** START OF Records to use **

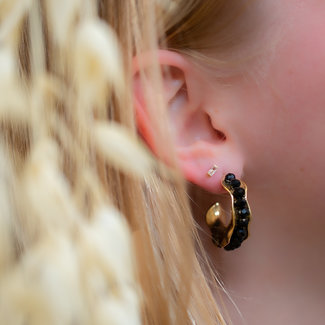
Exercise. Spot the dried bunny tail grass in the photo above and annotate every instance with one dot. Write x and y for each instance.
(66, 254)
(13, 97)
(121, 150)
(98, 62)
(74, 178)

** END OF Records to use **

* The task
Print all of the lines above word for word, leaving out the pictures.

* The completed task
Exercise. Spot the dried bunny tail grass in the photo above and annotate every instance with one dot. Write x and y for each instance.
(66, 254)
(13, 97)
(121, 150)
(98, 62)
(74, 178)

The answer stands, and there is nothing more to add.